=== COMO FAZER ===
Transcreva literalmente, da crítica sobre Oeste outra vez, a passagem que começa nas palavras com "A beleza das" e termina em "é um deles.".

A ausência de mulheres, além da primeira, em cena ao longo do filme é conceitual e atmosfericamente perfeita por tornar Oeste outra vez um tentáculo brasileiro de um ecossistema toxico masculino, no qual as saídas para os problemas são às vezes melancólicas e irônicas, mas dificilmente soluções duradouras. Nesse tom metafórico e no sarcasmo constante, o trabalho de Rassi na inflexão dos diálogos entre os atores remete ao cinema dos Yorgos Lanthimos, dos Irmãos Coen e até mesmo do Martin McDonagh (deste último, guarda boas semelhanças com Os banshees de Inisherin), sobretudo na forma como as pessoas falam coisas absurdas umas para as outras em uma monotonia deliberadamente cômica.
Visualmente, o diretor quase nunca apela para grandes arroubos estilísticos, como, em princípio, manda o figurino de um western independente clássico, mas ele se dá pontualmente o direito de brincar com as expectativas da plateia através de alguns planos mais velozes que quebram a calma de boa parte do filme e lembram o espectador da tensão que está em jogo entre os personagens.
A beleza das referências aqui, no entanto, não se dá necessariamente pelo conhecimento evidente de Erico Rassi e da equipe com relação às variações recentes do cinema de faroeste, mas pela maneira como utiliza o que de fato julga necessário para fazer o seu trabalho. Essa precisão entre aceitar o que já foi traçado pelo cinema e colocar os trilhos em território novo a partir de uma visão de autor é o que faz os melhores filmes de gênero. E Oeste outra vez é um deles.

=== REGISTROS EXTRAÍDOS ===
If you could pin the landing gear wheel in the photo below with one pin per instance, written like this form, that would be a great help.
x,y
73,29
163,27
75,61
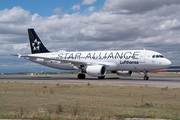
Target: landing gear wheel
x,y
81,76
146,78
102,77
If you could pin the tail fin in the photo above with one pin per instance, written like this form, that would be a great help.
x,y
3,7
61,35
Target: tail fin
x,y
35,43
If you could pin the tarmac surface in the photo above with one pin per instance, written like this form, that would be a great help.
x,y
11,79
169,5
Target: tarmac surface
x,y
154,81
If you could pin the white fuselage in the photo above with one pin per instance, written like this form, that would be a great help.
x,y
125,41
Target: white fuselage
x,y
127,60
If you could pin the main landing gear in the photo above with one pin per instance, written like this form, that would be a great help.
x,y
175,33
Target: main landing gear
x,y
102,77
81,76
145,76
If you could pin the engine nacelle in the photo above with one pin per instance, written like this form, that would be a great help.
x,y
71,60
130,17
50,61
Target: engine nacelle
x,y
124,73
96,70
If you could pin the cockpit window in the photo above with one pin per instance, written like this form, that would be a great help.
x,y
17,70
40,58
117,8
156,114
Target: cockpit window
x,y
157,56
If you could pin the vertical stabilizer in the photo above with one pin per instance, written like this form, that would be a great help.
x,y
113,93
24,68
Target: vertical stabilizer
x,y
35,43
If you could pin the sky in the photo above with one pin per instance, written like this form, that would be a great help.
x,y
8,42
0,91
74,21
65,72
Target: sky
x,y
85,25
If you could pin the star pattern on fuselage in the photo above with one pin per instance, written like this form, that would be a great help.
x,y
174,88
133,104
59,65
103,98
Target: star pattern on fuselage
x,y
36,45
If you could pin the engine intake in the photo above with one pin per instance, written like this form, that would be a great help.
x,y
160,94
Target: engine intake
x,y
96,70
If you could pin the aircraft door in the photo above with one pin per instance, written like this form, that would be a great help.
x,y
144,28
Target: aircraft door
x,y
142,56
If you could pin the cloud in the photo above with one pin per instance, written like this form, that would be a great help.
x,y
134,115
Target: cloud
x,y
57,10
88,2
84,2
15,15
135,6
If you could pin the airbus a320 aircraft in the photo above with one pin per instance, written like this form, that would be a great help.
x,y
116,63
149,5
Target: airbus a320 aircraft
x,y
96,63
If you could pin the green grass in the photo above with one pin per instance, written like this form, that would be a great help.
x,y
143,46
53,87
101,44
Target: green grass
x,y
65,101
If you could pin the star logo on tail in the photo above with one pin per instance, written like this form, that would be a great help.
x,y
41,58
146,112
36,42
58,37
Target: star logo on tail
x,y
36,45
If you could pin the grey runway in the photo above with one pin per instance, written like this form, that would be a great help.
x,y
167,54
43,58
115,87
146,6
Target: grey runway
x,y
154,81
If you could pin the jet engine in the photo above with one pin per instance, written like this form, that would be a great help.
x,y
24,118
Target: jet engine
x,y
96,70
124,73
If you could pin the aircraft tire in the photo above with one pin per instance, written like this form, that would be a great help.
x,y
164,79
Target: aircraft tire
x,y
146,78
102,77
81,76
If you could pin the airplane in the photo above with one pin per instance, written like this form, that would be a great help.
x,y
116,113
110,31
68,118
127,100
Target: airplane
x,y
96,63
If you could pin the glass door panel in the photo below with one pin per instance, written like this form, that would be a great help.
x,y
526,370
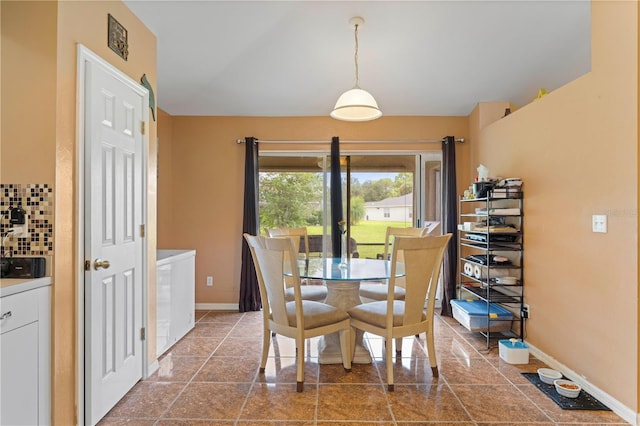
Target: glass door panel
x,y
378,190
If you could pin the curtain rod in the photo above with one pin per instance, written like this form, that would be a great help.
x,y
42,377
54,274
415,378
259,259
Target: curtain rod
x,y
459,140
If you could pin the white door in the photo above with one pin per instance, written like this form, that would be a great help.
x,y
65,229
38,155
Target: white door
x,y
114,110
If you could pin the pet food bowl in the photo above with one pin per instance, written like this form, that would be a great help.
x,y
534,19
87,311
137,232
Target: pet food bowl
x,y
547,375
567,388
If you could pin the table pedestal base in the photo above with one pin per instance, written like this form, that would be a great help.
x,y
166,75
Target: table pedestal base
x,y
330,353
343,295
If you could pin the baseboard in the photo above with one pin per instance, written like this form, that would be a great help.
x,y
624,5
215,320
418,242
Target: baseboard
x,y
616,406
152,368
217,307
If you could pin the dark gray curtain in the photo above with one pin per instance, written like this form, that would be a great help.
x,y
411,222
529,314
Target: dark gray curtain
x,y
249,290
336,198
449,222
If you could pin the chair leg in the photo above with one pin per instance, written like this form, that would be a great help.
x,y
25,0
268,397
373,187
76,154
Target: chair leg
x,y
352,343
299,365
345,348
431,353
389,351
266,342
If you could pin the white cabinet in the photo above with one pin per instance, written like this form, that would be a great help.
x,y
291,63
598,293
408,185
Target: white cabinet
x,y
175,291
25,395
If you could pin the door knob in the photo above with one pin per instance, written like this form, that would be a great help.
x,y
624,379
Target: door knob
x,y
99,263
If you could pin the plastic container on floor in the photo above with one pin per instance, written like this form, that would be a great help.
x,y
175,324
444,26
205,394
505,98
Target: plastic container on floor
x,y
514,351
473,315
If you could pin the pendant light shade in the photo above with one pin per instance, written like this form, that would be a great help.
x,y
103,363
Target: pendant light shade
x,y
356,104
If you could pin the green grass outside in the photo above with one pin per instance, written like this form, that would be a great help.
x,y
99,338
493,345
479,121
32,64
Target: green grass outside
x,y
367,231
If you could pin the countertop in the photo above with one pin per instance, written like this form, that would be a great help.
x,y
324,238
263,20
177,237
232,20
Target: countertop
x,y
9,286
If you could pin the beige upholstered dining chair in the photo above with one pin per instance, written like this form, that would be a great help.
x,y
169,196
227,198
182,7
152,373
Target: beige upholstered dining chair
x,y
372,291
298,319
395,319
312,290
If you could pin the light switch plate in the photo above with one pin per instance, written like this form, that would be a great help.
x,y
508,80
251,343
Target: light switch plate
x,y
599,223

=== RESPOSTA DA TAREFA ===
A beleza das referências aqui, no entanto, não se dá necessariamente pelo conhecimento evidente de Erico Rassi e da equipe com relação às variações recentes do cinema de faroeste, mas pela maneira como utiliza o que de fato julga necessário para fazer o seu trabalho. Essa precisão entre aceitar o que já foi traçado pelo cinema e colocar os trilhos em território novo a partir de uma visão de autor é o que faz os melhores filmes de gênero. E Oeste outra vez é um deles.